Anleitung zur Übung
Wiederhole alle folgenden Datensätze Zeile für Zeile und ohne jede Änderung.

Einträge aus einem Datensatz mit Punktannotationen:
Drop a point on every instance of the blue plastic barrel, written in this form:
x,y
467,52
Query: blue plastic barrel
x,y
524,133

Lösung zur Aufgabe
Drop a point on every instance of the blue plastic barrel, written in this form:
x,y
467,52
Query: blue plastic barrel
x,y
524,133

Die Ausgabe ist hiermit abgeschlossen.